- **PAGE EXTRACT**
****

Again, make sure the IOID corresponds to B#16#54 because we are reading from peripheral inputs, and set RECNUM to B#16#5E to request data set 94.
// Common RET_VAL values:
// 0x7000 : First call with REQ=0, BUSY=0, no data xfer active.
// 0x7001 : First call with REQ=1, BUSY=1, no data xfer active.
// 0x7002 : Interim call (REQ irrelevant), data xfer active, BUSY=1.
// 0x80** : Error code.
// Request dataset 94, read measured values
SET // Cyclically request data for now
= #DS94_Rq
CALL "RD_REC"
REQ :=#DS94_Rq // Request
IOID :=B#16#54 // B#16#54 = Peripheral input
LADDR :=#T_PI_AddrWord // PLC CPU station address as configured in h'ware config
RECNUM :=B#16#5E // Dataset requested: 94 = 0x5E
RET_VAL:=#DS94_RetVal // Return value
BUSY :=#DS94_Busy // Busy state
RECORD :=#DS94 // Pointer to storage
// Error trapping
L #DS94_RetVal
AW W#16#8000 // 0x80** are SFC errors
L W#16#8000
==I
JCN _04a
L 2094 // 2000=read, dataset=94
T #IO_Status
_04a: NOP 0Network 5: Write function block outputs
Next, we make some of the data available to the calling program. For my application I found it important to detect the phase of the starting/stopping process. I also return some common data such as average phase current and voltage, etc. Change to suit your needs.

****

(Point localization data)
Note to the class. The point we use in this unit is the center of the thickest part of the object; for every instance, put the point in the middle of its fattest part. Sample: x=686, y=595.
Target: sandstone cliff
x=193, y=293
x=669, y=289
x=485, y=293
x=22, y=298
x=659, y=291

****

- **WHAT THIS EXERCISE ASKS**
**a)** Answer these questions about the dataset 94 code excerpt:
(i) What value is RECNUM set to, and which data set does that request?
(ii) According to the comments, what does a RET_VAL of 0x7001 mean?
(iii) What value is loaded into #IO_Status when an SFC error is detected?
**b)** Extend the dataset 94 code walkthrough, picking up right after "Change to suit your needs."

- **RESPONSES**
**a)**
(i) B#16#5E, which requests data set 94.
(ii) First call with REQ=1, BUSY=1, and no data transfer active.
(iii) 2094.

**b)**
// Ready status
A #PI.Ready // Ready status from peripheral input
A #DS92.Ready // Ready status from profibus
= #O_Ready // --Return soft starter ready state
// Running status
A(
O #DS92.MotorCW // Profibus reports running clockwise
O #DS92.MotorCCW // Profibus reporting running counter clockwise
)
= #O_Running // --Return motor running status
// Indicate ramping
A #DS92.Starting // Profibus reports ramp up
= #O_Ramping // --Return ramp up status
// Indicate stopping
A #DS92.Stopping // Profibus reports ramp down
= #O_Stopping // --Return ramp down status
// Indicate ramp up has completed
A(
O #DS92.MotorCW // Running CW or CCW
O #DS92.MotorCCW
)
AN #DS92.Stopping // Not ramping up
AN #DS92.Starting // Not ramping down
S #IO_RampDone // --Update up-to-speed status (up-to-speed)
O #DS92.Stopping // Ramping down
O #DS92.Starting // Ramping up
O
AN #DS92.MotorCW // Not running
AN #DS92.MotorCCW
R #IO_RampDone // --Update up-to-speed status (ramping)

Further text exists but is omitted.